Your goal
Report how many lines of the entries below contain the word "tree", giving only the number and treating uppercase and lowercase as different.

▬▬▬▬▬▬

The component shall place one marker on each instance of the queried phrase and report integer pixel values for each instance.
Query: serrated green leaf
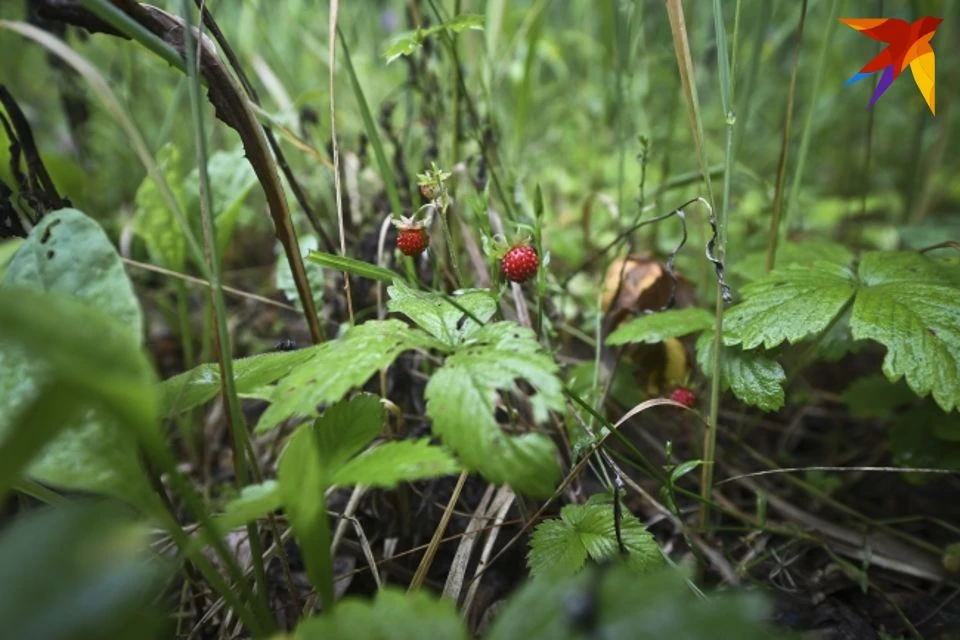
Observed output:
(754, 378)
(617, 603)
(911, 305)
(325, 376)
(394, 462)
(192, 388)
(392, 615)
(154, 222)
(560, 547)
(657, 327)
(255, 501)
(788, 305)
(406, 43)
(460, 403)
(355, 267)
(69, 255)
(436, 315)
(754, 266)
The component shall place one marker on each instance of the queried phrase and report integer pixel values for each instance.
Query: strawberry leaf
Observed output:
(657, 327)
(754, 378)
(394, 462)
(326, 378)
(460, 401)
(911, 305)
(560, 547)
(439, 316)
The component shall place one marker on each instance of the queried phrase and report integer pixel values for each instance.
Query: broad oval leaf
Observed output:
(69, 254)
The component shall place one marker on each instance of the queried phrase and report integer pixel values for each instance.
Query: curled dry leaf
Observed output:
(637, 284)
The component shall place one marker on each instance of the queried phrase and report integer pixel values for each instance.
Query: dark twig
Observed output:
(298, 193)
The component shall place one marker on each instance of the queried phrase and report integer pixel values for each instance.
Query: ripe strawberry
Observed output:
(684, 396)
(412, 240)
(520, 263)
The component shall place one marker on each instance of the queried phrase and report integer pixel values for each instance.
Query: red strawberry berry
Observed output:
(520, 263)
(412, 241)
(684, 396)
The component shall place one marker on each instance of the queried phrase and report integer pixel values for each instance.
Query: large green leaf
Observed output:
(440, 317)
(657, 327)
(460, 402)
(79, 572)
(154, 222)
(753, 377)
(191, 388)
(392, 615)
(340, 365)
(614, 602)
(789, 305)
(69, 254)
(560, 547)
(911, 305)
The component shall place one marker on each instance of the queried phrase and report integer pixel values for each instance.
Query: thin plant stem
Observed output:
(338, 188)
(773, 236)
(825, 52)
(727, 97)
(235, 419)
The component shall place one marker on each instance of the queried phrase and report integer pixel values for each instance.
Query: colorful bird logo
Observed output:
(907, 44)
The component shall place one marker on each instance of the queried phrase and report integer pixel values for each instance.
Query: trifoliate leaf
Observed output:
(911, 305)
(340, 365)
(614, 602)
(754, 266)
(789, 305)
(394, 462)
(392, 615)
(460, 402)
(657, 327)
(754, 378)
(440, 317)
(191, 388)
(560, 547)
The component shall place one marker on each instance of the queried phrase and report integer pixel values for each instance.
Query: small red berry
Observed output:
(684, 396)
(520, 263)
(412, 241)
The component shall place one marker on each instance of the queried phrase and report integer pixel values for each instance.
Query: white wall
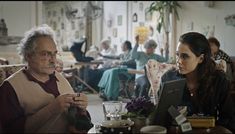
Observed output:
(113, 9)
(19, 16)
(203, 19)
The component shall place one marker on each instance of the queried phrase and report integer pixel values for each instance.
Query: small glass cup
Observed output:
(112, 110)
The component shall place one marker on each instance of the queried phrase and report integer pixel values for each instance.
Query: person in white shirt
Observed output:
(106, 51)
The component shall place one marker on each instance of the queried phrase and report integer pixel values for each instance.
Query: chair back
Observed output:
(154, 71)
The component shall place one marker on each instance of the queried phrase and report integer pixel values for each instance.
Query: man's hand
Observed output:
(137, 39)
(80, 101)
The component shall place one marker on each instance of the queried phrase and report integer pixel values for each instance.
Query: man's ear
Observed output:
(201, 58)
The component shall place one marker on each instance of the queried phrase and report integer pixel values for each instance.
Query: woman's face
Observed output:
(214, 49)
(186, 60)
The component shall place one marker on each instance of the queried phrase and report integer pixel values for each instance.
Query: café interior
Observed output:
(90, 24)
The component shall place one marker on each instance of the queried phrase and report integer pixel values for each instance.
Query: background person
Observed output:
(218, 54)
(141, 58)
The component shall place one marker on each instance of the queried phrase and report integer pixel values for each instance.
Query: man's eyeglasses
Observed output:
(48, 54)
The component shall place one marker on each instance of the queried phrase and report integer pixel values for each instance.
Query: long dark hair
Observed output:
(199, 44)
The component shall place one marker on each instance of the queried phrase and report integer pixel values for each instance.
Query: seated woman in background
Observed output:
(207, 91)
(109, 83)
(141, 58)
(218, 55)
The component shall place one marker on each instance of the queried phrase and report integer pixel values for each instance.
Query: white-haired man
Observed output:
(36, 98)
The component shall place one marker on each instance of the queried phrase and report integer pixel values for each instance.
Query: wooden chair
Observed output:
(154, 71)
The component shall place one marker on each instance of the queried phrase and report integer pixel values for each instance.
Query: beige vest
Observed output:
(33, 99)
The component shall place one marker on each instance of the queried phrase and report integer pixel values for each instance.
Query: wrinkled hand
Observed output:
(62, 103)
(80, 101)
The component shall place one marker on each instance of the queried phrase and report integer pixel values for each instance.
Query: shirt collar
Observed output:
(31, 78)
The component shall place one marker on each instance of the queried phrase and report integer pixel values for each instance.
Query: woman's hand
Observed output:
(61, 103)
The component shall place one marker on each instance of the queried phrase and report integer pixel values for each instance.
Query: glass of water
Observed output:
(112, 110)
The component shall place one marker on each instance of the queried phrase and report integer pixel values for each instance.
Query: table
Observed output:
(216, 129)
(173, 129)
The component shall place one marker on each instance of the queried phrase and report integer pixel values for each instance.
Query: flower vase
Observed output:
(139, 122)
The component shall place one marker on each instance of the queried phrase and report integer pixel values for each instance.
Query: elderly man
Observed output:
(36, 98)
(141, 58)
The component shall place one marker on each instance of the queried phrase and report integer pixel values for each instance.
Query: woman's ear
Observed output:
(201, 58)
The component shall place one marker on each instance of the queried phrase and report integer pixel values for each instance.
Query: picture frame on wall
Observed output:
(119, 20)
(62, 25)
(141, 6)
(135, 17)
(73, 25)
(115, 32)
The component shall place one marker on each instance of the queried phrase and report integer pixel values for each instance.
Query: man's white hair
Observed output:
(150, 44)
(28, 43)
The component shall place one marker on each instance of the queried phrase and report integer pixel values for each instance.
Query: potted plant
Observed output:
(165, 8)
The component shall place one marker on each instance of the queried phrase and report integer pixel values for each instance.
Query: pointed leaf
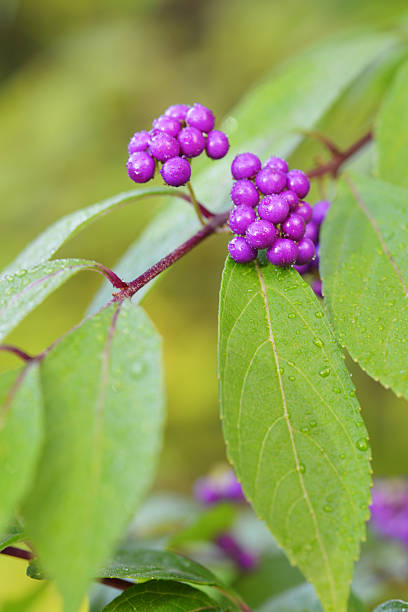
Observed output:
(21, 433)
(365, 276)
(392, 132)
(163, 596)
(21, 292)
(47, 243)
(292, 424)
(103, 405)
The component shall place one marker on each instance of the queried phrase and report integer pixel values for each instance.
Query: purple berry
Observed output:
(283, 253)
(311, 231)
(244, 193)
(291, 198)
(304, 210)
(277, 163)
(294, 227)
(167, 124)
(319, 211)
(261, 234)
(217, 144)
(163, 146)
(245, 165)
(178, 111)
(273, 208)
(241, 218)
(200, 117)
(140, 167)
(139, 142)
(305, 251)
(176, 171)
(317, 288)
(240, 250)
(303, 269)
(192, 142)
(298, 182)
(270, 181)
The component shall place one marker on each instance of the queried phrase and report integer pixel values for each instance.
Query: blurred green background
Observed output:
(77, 78)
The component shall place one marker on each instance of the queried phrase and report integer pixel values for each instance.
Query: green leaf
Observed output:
(392, 132)
(365, 276)
(103, 404)
(21, 292)
(394, 605)
(143, 564)
(47, 243)
(21, 433)
(292, 424)
(207, 526)
(163, 597)
(14, 533)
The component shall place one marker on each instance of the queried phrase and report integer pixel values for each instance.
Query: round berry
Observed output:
(273, 208)
(176, 171)
(240, 250)
(244, 192)
(304, 210)
(163, 146)
(192, 142)
(317, 288)
(303, 269)
(294, 227)
(261, 234)
(277, 163)
(139, 142)
(298, 182)
(178, 111)
(311, 231)
(245, 165)
(305, 251)
(291, 198)
(283, 252)
(167, 124)
(241, 218)
(217, 144)
(319, 211)
(200, 117)
(270, 181)
(140, 167)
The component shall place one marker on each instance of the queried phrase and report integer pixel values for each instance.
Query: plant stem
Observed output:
(195, 203)
(215, 222)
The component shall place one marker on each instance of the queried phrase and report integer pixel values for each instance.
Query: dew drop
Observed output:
(362, 444)
(324, 373)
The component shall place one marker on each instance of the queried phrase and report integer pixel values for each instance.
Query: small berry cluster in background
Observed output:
(183, 132)
(319, 212)
(269, 212)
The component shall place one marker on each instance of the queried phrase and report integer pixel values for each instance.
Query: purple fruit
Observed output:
(270, 181)
(273, 208)
(245, 165)
(244, 192)
(261, 234)
(283, 252)
(176, 171)
(240, 219)
(217, 144)
(140, 167)
(240, 250)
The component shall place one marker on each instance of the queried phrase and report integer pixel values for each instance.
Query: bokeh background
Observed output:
(77, 78)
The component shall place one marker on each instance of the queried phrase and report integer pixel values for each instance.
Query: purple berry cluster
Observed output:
(183, 132)
(270, 212)
(389, 509)
(319, 212)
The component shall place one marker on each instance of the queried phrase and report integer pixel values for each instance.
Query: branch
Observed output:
(332, 167)
(216, 222)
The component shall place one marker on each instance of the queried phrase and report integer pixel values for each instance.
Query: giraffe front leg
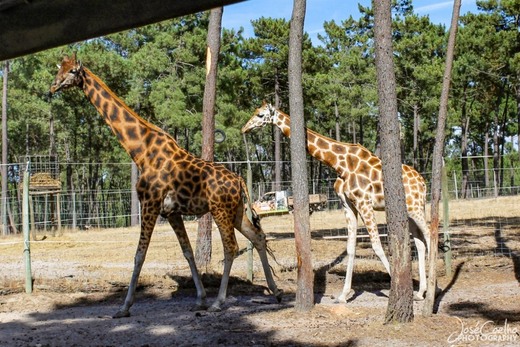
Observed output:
(178, 226)
(147, 225)
(421, 257)
(255, 234)
(230, 245)
(351, 218)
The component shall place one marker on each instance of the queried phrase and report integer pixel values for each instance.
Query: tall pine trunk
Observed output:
(438, 152)
(5, 226)
(203, 247)
(302, 232)
(400, 302)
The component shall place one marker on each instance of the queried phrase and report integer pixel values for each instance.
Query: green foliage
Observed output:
(159, 70)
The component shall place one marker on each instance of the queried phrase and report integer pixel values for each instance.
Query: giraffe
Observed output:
(172, 183)
(359, 186)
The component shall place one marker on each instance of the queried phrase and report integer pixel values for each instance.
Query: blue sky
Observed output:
(319, 11)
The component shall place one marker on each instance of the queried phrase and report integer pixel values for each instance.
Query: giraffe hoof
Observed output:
(121, 314)
(214, 308)
(417, 297)
(342, 299)
(199, 307)
(278, 295)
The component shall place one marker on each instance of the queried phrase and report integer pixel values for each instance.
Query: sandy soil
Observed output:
(482, 298)
(80, 281)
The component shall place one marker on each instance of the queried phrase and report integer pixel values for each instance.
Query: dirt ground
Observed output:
(80, 281)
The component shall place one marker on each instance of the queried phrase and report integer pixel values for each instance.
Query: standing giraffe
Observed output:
(360, 188)
(172, 183)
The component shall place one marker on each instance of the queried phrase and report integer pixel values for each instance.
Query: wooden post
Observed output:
(446, 221)
(249, 183)
(58, 211)
(26, 236)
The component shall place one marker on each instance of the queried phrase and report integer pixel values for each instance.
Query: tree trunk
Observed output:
(518, 113)
(134, 199)
(277, 140)
(336, 113)
(400, 303)
(203, 247)
(438, 151)
(5, 226)
(486, 154)
(464, 146)
(416, 136)
(302, 234)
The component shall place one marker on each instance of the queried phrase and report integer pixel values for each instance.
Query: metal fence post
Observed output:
(26, 231)
(446, 221)
(249, 183)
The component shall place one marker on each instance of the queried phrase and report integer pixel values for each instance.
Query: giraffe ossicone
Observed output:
(172, 183)
(359, 186)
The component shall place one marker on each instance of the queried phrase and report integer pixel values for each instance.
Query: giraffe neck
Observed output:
(320, 147)
(133, 132)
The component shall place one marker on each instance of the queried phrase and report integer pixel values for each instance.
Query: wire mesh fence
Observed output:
(99, 196)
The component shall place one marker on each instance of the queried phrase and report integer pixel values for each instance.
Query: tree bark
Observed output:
(302, 235)
(400, 302)
(203, 247)
(5, 226)
(277, 140)
(438, 152)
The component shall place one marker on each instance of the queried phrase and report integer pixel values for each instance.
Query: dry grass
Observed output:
(98, 260)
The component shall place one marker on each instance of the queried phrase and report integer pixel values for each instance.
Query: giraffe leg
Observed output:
(351, 216)
(367, 213)
(254, 233)
(147, 224)
(421, 235)
(421, 256)
(177, 224)
(229, 242)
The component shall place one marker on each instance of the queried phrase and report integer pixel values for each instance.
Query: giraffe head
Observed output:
(265, 114)
(69, 74)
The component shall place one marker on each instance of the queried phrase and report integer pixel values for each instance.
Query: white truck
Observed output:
(274, 203)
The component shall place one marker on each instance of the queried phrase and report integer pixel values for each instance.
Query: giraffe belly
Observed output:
(174, 203)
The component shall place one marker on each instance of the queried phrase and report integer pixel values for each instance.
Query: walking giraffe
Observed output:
(172, 183)
(360, 188)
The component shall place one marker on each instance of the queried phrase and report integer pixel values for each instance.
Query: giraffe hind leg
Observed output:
(177, 224)
(351, 218)
(147, 225)
(230, 245)
(421, 237)
(254, 233)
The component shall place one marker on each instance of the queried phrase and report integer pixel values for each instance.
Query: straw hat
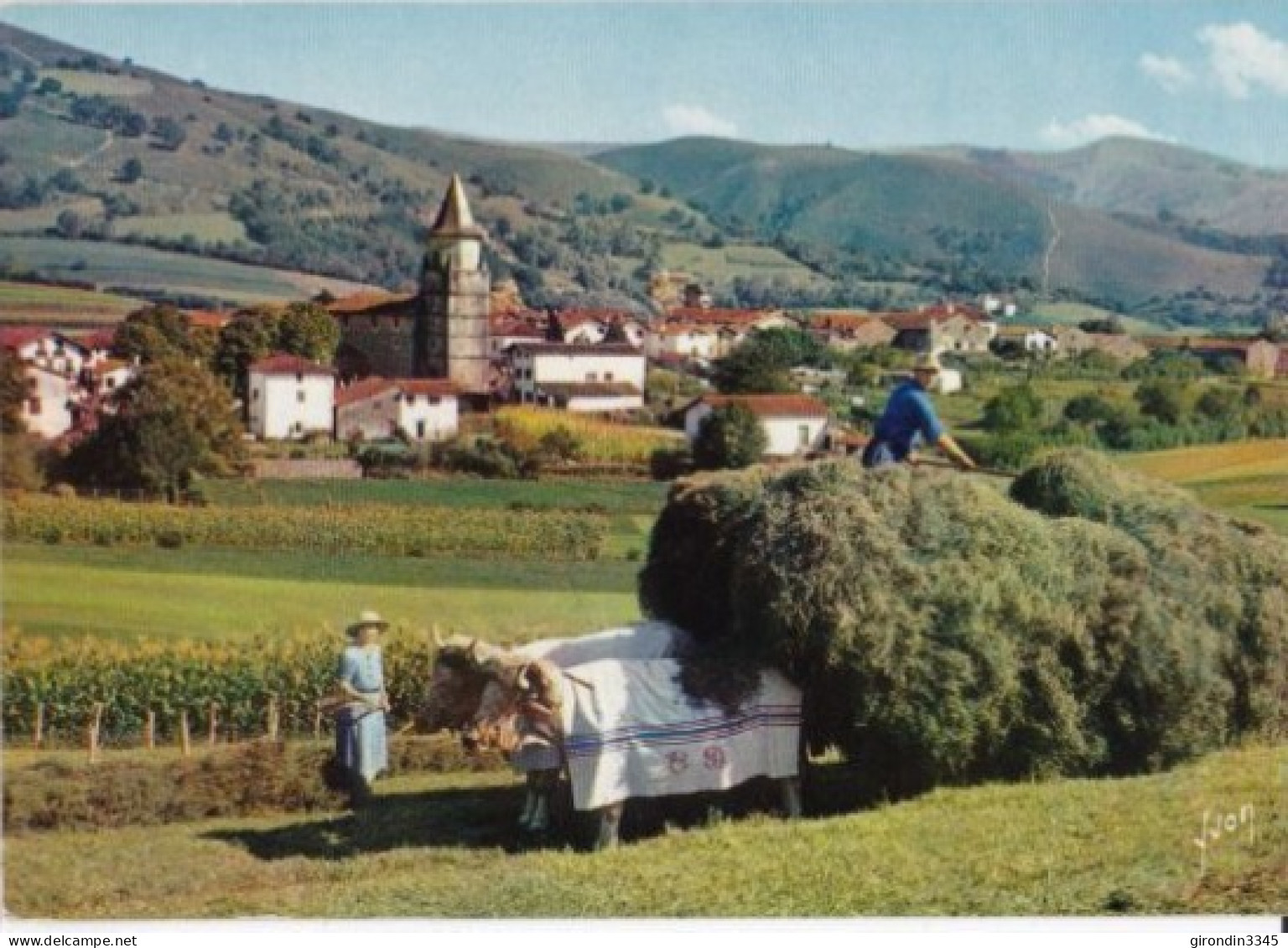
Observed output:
(367, 619)
(927, 362)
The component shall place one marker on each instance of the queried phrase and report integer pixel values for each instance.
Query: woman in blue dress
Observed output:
(360, 725)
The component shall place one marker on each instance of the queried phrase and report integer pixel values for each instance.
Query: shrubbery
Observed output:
(948, 634)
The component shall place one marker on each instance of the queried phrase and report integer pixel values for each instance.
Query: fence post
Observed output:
(93, 731)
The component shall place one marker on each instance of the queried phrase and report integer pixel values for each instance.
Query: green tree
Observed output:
(1166, 400)
(1220, 402)
(155, 333)
(730, 437)
(309, 331)
(766, 360)
(172, 422)
(132, 169)
(1016, 408)
(247, 336)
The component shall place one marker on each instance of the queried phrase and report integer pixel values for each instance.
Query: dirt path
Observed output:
(1050, 251)
(107, 143)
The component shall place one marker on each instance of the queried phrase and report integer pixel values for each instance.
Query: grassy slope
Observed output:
(432, 847)
(1244, 479)
(219, 594)
(119, 264)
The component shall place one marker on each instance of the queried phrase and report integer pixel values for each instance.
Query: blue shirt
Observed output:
(908, 414)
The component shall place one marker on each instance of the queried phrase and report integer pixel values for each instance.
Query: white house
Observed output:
(685, 340)
(425, 408)
(290, 397)
(792, 424)
(579, 378)
(50, 403)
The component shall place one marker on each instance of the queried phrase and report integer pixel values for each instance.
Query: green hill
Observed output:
(100, 151)
(941, 211)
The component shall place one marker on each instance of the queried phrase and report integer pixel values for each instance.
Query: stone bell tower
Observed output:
(452, 324)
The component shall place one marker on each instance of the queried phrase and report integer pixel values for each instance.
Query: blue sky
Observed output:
(1032, 75)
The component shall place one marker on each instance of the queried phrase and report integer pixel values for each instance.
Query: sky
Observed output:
(1035, 75)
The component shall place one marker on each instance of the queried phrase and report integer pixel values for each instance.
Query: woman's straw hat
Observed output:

▬▬▬▬▬▬

Completed task
3